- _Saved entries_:
┌────────

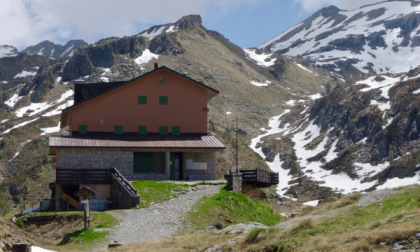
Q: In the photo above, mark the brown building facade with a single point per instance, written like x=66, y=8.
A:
x=154, y=127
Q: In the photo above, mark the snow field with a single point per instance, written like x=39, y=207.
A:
x=264, y=59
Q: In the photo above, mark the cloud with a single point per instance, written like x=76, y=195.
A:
x=27, y=22
x=313, y=5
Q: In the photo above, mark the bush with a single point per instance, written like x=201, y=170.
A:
x=253, y=235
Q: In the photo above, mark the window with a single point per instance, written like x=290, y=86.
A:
x=142, y=99
x=176, y=130
x=118, y=129
x=82, y=129
x=143, y=162
x=142, y=130
x=163, y=100
x=163, y=130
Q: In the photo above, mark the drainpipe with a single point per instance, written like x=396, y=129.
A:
x=168, y=164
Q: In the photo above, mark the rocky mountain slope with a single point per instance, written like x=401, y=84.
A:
x=253, y=85
x=378, y=38
x=360, y=136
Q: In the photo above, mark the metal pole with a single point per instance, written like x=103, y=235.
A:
x=237, y=168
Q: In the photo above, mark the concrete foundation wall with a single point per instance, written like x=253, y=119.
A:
x=197, y=165
x=200, y=157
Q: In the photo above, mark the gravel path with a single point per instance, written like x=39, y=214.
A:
x=159, y=220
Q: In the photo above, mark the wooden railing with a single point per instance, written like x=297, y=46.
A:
x=260, y=176
x=124, y=182
x=83, y=176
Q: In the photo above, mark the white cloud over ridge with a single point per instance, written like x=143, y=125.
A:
x=313, y=5
x=28, y=22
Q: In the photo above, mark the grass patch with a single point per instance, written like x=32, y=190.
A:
x=352, y=228
x=252, y=237
x=152, y=192
x=66, y=229
x=198, y=241
x=231, y=208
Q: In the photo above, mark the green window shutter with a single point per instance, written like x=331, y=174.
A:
x=163, y=130
x=143, y=162
x=163, y=100
x=142, y=130
x=82, y=129
x=142, y=99
x=118, y=129
x=176, y=130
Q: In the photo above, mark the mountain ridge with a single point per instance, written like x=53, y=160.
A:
x=355, y=43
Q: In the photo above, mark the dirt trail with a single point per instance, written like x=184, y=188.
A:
x=159, y=220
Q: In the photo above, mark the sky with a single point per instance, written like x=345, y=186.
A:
x=247, y=23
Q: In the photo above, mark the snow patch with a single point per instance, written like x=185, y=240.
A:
x=58, y=110
x=313, y=203
x=304, y=68
x=314, y=96
x=20, y=125
x=39, y=107
x=339, y=182
x=263, y=59
x=381, y=105
x=384, y=85
x=7, y=51
x=13, y=100
x=275, y=166
x=145, y=57
x=50, y=129
x=39, y=249
x=155, y=32
x=261, y=84
x=23, y=74
x=291, y=103
x=397, y=182
x=368, y=170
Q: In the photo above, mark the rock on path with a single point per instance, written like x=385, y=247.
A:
x=159, y=220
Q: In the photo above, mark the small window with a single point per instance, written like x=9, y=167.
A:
x=176, y=130
x=142, y=99
x=118, y=129
x=163, y=130
x=163, y=100
x=142, y=130
x=82, y=129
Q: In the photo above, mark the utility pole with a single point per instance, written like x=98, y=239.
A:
x=237, y=147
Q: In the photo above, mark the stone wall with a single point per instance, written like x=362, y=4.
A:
x=204, y=156
x=234, y=182
x=100, y=158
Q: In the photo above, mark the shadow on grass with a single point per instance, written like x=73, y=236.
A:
x=68, y=237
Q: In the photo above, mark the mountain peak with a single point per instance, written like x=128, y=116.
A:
x=189, y=22
x=375, y=38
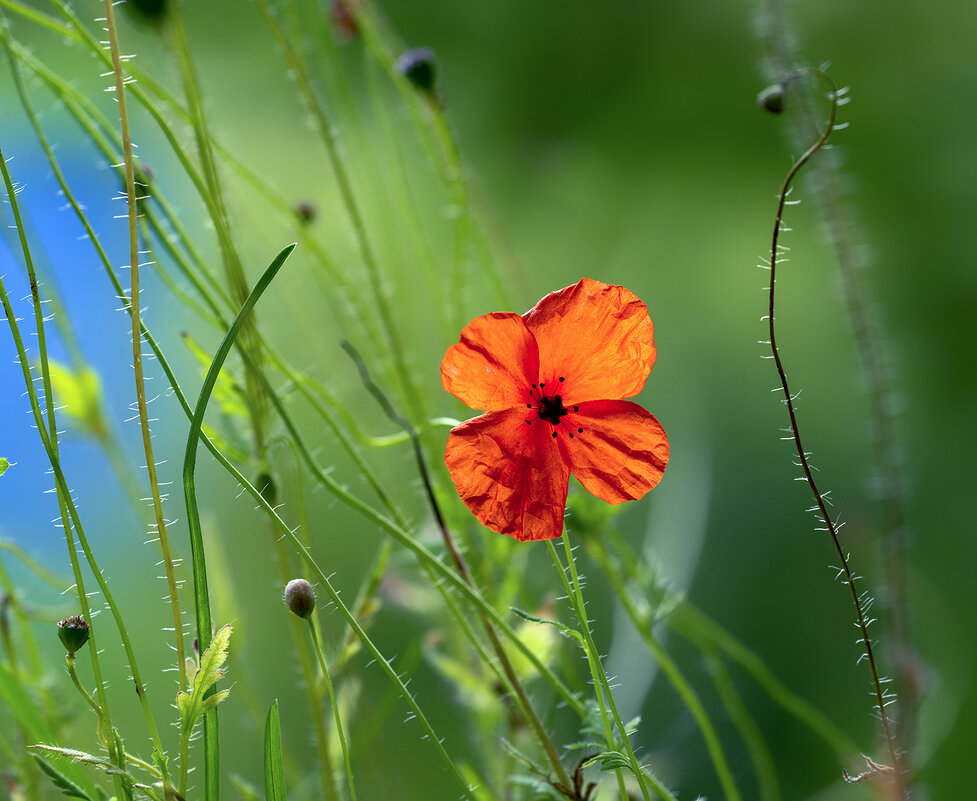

└────────

- _Problem_: Lines above containing "cloud": give their number only.

- _Task output_: 2